> [ZITIERTER TEXTAUSZUG]
━━━
Der statistischen Auswertung zufolge zeichnet sich besonders für West-, Ost- und Zentralafrika eine dramatische Entwicklung ab. Hat sich die Zahl der Löwen in den letzten 35 Jahren halbiert, wird der Anteil in den nächsten 20 Jahren nochmals um die Hälfte schrumpfen. "Das liegt daran, dass die Rudel so große Ansprüche an ihre Reviere haben", erklärt Arnulf Köhncke, Artenschutz-Experte des WWF (World Wide Fund for Nature). "Sie brauchen eine Fläche von mindestens 100 Quadratkilometern, um Zebras, Büffel und Kudu zu jagen. Nutzen Farmer das Land zur Viehbeweidung, werden die Beutetiere des Löwen verdrängt." Ein Teufelskreis setzt sich in Gang, denn folglich reißt die Raubkatze Rinder und Ziegen - Einkommensquellen der Menschen. Die töten dann den Löwen aus Rache - oder, weil sie sich persönlich bedroht fühlen.
━━━
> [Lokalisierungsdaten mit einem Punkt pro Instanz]
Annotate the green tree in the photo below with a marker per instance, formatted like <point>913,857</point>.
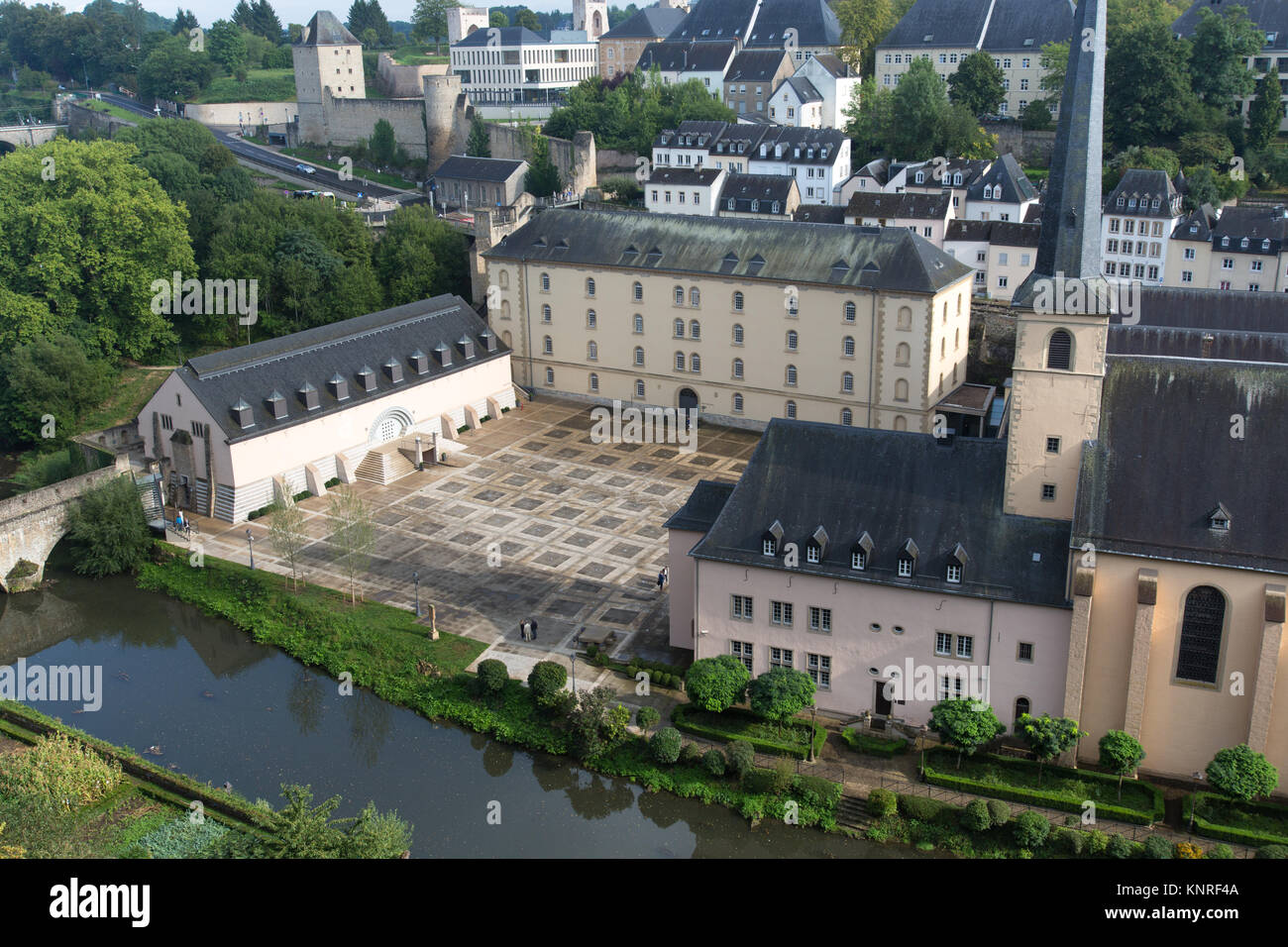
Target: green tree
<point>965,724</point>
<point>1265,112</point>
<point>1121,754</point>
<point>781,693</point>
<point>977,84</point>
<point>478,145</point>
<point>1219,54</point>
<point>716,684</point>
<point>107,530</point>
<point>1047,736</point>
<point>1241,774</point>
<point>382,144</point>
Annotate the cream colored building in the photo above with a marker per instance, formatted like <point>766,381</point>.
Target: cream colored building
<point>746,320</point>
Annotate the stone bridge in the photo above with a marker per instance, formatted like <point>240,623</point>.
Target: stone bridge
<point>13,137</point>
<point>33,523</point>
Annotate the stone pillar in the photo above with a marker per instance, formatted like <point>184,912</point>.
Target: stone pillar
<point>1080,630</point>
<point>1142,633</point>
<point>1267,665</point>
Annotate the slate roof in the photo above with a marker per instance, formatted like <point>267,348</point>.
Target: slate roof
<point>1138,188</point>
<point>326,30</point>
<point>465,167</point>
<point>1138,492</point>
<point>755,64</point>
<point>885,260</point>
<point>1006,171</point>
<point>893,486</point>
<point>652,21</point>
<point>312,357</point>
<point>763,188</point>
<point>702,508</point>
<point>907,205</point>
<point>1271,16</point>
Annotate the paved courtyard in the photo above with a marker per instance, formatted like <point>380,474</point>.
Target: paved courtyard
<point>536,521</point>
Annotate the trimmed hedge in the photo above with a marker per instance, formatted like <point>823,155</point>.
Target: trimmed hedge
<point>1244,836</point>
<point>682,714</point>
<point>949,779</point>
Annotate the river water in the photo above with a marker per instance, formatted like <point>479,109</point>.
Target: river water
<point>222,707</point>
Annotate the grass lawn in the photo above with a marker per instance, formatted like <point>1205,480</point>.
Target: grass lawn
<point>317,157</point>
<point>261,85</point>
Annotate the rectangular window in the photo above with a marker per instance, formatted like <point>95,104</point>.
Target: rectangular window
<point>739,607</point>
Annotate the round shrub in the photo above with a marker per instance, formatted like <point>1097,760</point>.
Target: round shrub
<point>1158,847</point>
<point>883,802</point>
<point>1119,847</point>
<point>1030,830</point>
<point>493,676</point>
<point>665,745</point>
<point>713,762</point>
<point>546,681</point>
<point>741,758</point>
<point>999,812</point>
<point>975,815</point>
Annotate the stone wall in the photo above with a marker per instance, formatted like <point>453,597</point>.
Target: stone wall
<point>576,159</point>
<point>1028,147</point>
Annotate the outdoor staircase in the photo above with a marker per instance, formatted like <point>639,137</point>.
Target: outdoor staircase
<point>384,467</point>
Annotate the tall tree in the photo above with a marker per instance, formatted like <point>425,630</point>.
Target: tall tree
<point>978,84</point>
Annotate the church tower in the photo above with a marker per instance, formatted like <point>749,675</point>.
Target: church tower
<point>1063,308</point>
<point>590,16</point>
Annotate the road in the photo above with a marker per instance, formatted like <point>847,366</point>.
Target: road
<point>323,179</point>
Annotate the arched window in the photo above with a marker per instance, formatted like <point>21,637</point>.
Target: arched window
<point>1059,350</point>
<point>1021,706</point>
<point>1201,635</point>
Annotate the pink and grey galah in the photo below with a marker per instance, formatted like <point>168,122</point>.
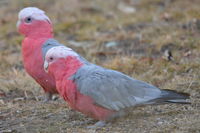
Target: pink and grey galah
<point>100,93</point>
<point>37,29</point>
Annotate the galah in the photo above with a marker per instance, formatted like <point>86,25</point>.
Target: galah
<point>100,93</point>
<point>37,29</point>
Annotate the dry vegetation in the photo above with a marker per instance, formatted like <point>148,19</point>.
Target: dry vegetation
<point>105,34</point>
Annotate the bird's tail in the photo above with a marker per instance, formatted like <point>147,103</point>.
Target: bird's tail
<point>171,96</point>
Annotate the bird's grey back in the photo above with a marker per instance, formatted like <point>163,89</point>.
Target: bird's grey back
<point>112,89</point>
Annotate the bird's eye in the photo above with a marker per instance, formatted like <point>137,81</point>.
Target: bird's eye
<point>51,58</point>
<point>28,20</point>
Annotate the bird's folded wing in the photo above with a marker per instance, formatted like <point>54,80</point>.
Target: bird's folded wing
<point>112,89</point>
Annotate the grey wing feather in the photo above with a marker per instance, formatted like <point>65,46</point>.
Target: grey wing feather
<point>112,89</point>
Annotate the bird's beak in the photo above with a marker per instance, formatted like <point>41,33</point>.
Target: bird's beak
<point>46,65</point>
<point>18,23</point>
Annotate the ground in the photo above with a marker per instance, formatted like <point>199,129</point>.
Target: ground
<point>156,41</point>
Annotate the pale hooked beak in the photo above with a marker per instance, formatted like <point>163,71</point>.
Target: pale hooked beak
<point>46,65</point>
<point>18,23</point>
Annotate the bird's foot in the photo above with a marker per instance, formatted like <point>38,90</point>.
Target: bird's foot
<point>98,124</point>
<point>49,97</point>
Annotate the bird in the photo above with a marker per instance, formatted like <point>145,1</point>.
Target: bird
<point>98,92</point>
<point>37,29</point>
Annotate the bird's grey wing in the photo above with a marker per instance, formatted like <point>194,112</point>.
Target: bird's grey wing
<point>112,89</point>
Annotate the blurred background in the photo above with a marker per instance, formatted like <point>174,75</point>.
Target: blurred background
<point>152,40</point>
━━━
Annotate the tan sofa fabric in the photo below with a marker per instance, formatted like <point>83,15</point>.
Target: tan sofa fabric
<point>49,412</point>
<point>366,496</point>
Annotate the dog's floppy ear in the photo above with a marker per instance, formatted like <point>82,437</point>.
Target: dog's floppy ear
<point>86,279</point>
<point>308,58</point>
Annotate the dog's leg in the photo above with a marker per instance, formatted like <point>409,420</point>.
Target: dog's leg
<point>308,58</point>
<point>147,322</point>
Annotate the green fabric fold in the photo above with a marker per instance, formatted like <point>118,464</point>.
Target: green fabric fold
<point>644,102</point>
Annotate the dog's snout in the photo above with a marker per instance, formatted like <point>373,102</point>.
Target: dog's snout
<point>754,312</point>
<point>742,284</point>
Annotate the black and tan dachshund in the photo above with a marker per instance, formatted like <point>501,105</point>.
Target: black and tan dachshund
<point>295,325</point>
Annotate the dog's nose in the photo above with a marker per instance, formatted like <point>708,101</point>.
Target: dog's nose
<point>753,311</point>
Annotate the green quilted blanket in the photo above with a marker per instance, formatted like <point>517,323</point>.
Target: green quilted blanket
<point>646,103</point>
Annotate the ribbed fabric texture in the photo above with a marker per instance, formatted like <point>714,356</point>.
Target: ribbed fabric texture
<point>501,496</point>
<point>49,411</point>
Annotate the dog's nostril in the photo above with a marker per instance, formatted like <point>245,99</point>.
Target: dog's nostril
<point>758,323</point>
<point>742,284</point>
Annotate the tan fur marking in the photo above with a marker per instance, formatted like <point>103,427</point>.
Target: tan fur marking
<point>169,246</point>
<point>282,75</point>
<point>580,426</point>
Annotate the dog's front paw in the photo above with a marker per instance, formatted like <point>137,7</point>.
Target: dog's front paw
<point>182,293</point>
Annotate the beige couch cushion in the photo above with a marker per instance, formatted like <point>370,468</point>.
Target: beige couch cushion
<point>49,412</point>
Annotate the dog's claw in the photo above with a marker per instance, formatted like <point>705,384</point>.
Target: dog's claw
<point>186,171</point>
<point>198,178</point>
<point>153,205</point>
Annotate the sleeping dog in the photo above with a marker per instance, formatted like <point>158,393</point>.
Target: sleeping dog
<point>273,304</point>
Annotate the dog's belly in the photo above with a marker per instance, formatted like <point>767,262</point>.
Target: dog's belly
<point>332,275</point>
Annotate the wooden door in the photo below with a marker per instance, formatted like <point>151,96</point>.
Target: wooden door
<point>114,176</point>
━━━
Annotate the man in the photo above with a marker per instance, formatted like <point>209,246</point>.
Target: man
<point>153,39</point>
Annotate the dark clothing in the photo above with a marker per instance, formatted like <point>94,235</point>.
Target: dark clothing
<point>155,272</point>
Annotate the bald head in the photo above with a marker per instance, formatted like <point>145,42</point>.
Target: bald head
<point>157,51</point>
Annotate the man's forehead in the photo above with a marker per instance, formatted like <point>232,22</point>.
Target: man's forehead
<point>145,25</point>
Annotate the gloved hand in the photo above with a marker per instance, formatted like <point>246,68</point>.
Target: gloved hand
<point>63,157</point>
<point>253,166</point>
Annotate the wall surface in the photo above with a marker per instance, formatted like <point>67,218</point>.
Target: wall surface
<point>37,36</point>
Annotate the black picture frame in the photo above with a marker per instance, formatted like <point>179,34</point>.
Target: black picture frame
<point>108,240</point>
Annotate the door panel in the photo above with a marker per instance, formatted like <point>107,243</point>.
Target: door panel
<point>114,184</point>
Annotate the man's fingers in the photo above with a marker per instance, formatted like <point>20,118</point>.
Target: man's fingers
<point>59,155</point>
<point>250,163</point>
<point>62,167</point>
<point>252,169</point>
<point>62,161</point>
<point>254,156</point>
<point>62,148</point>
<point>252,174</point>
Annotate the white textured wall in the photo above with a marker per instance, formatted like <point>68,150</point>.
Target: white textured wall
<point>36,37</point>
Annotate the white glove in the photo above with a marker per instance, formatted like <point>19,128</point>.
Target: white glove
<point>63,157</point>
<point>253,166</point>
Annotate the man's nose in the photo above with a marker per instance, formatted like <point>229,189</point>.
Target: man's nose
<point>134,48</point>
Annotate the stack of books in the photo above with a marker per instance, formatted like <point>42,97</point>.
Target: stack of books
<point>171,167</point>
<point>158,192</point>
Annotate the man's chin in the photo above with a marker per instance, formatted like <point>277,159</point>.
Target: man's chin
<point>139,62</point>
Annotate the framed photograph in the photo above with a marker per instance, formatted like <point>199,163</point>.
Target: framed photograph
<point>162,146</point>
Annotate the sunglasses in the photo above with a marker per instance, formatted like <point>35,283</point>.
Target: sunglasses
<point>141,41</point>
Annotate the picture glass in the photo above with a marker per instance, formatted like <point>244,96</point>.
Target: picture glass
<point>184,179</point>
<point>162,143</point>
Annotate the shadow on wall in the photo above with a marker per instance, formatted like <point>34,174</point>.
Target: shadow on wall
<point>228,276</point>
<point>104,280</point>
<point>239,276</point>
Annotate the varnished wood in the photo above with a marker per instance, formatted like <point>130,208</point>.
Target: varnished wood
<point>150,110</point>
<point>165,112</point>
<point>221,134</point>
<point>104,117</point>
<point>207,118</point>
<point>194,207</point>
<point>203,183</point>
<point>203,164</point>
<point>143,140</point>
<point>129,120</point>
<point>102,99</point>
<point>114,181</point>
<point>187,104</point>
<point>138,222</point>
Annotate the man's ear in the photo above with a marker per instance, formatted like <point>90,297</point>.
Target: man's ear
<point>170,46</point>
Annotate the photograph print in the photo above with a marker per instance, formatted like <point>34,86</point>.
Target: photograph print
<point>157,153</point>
━━━
> [ÜBUNGSAUFGABEN]
**1.** Geben Sie im Textauszug über Löwen den Abschnitt von „Der statistischen Auswertung“ bis einschließlich „persönlich bedroht fühlen.“ wieder und benennen Sie dabei „Raubkatze“ in „Großkatze“ um.
**2.** Fassen Sie den Absatz des Textauszugs über Löwen, der mit „Der statistischen Auswertung zufolge“ beginnt, als knappe Stichpunktliste zusammen, ohne die wesentlichen Fakten wegzulassen.
**3.** Führen Sie den Textauszug über Löwen im Anschluss an seinen letzten Satz weiter.

> [LÖSUNGEN DER REIHE NACH]
**1.**
Der statistischen Auswertung zufolge zeichnet sich besonders für West-, Ost- und Zentralafrika eine dramatische Entwicklung ab. Hat sich die Zahl der Löwen in den letzten 35 Jahren halbiert, wird der Anteil in den nächsten 20 Jahren nochmals um die Hälfte schrumpfen. "Das liegt daran, dass die Rudel so große Ansprüche an ihre Reviere haben", erklärt Arnulf Köhncke, Artenschutz-Experte des WWF (World Wide Fund for Nature). "Sie brauchen eine Fläche von mindestens 100 Quadratkilometern, um Zebras, Büffel und Kudu zu jagen. Nutzen Farmer das Land zur Viehbeweidung, werden die Beutetiere des Löwen verdrängt." Ein Teufelskreis setzt sich in Gang, denn folglich reißt die Großkatze Rinder und Ziegen - Einkommensquellen der Menschen. Die töten dann den Löwen aus Rache - oder, weil sie sich persönlich bedroht fühlen.

**2.**
- Besonders in West-, Ost- und Zentralafrika zeichnet sich laut statistischer Auswertung eine dramatische Entwicklung ab.
- In den letzten 35 Jahren hat sich die Zahl der Löwen halbiert; in den nächsten 20 Jahren wird sie nochmals um die Hälfte schrumpfen.
- Grund laut Arnulf Köhncke, Artenschutz-Experte des WWF: die großen Ansprüche der Rudel an ihre Reviere.
- Ein Rudel braucht mindestens 100 Quadratkilometer, um Zebras, Büffel und Kudu zu jagen.
- Nutzen Farmer das Land zur Viehbeweidung, werden die Beutetiere verdrängt.
- Die Löwen reißen dann Rinder und Ziegen, die Einkommensquellen der Menschen.
- Die Menschen töten die Löwen daraufhin aus Rache oder weil sie sich bedroht fühlen.

**3.**
Auch sei die zunehmende Flächenbeanspruchung durch den Menschen schädlich für die Sozialstruktur der männlichen Löwen, argumentiert Köhncke: "Die Jungtiere müssen abwandern, um neue Rudel zu gründen. Das können sie aber nicht, wenn die Lebensräume zunehmend kleiner werden." Neben der großflächigen Lebensraumumwandlung bedrohen die illegale Jagd und der Handel mit Körperteilen für medizinische Zwecke den Erhalt "des Königs der Tiere".
Nicht zuletzt schwächen Krankheiten wie die durch Bakterien ausgelöste Tuberkulose oder der Feline Immundefizienz-Virus (FIV), ein dem menschlichen HIV ähnlicher Keim, den Löwenbestand. Gegen beide Erreger gibt es noch keine Impfstoffe.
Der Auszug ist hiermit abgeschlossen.